# [Data for processing]

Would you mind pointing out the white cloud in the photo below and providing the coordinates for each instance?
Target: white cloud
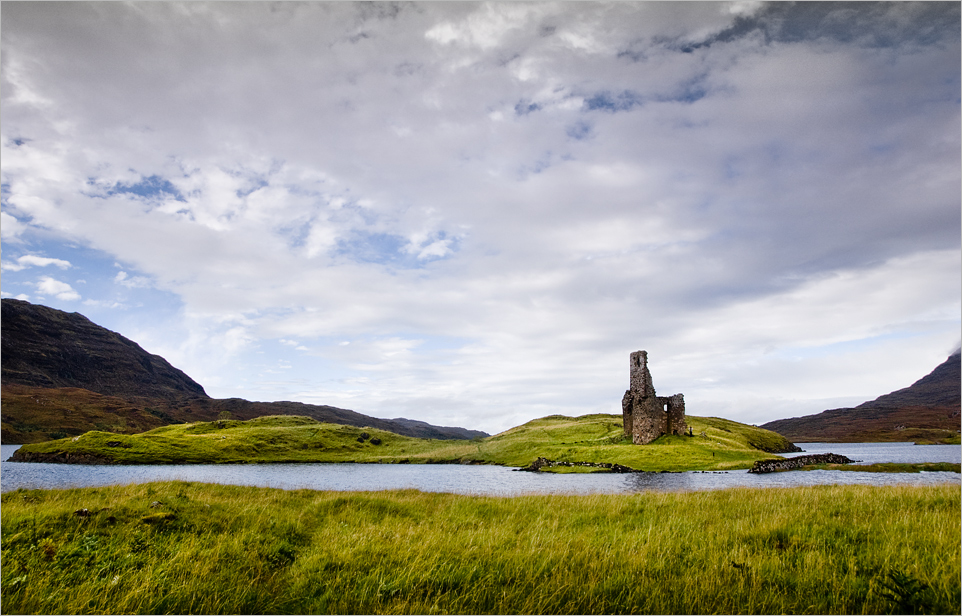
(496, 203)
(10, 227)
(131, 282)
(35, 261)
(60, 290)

==

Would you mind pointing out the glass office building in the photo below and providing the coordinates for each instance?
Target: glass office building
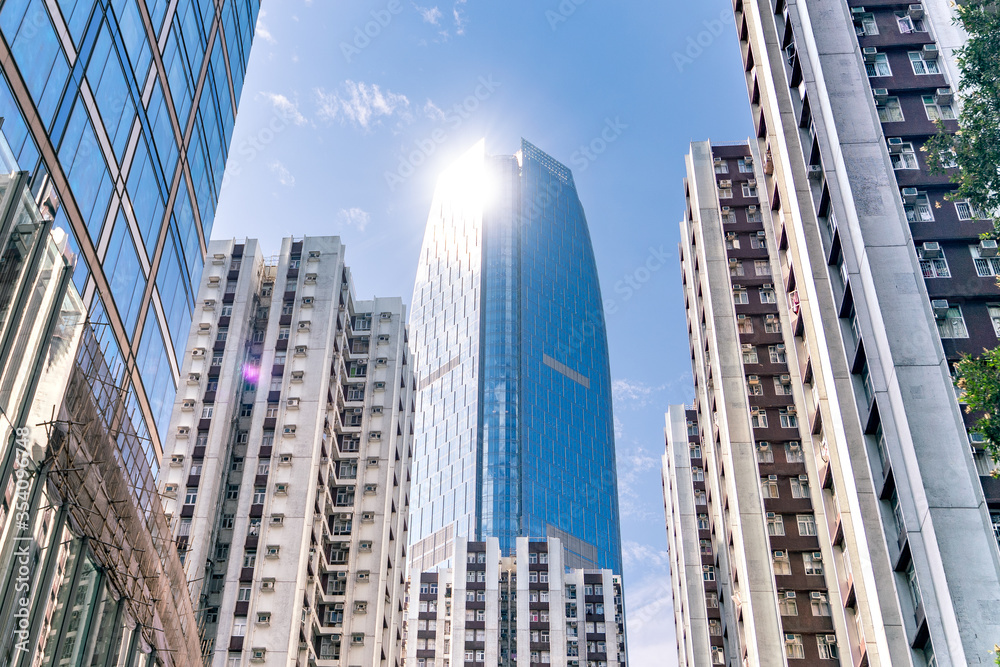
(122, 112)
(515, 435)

# [Do this]
Report every line in the entries above that contains the string "glass". Case counts.

# [Full answer]
Would you mind pointing out the glass office building in the photo below and providing the coordinates for each instance?
Target: glass office building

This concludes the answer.